*TASK TO COMPLETE*
Below is some material. Set down exactly the line where "Phrase: boy's face" appears and all lines after it, and stop at the last line.
===== DATA IN THIS EXERCISE
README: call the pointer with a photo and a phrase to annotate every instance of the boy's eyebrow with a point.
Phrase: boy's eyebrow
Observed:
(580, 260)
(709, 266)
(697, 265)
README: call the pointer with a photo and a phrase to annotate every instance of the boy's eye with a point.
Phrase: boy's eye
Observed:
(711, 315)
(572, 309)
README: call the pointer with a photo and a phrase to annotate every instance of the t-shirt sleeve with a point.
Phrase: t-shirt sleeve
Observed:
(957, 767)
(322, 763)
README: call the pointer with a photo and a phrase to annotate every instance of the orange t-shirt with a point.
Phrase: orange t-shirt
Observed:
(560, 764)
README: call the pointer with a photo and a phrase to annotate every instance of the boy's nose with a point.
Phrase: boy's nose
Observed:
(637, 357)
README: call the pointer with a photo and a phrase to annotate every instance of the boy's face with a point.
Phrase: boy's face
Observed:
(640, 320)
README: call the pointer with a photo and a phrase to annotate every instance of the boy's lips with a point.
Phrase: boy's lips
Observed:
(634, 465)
==========
*TASK RESULT*
Phrase: boy's face
Observed:
(640, 320)
README: call the pointer with a photo and a phrase to annotate every instance of the boy's lips with a point.
Phrase: boy's lips
Observed:
(634, 465)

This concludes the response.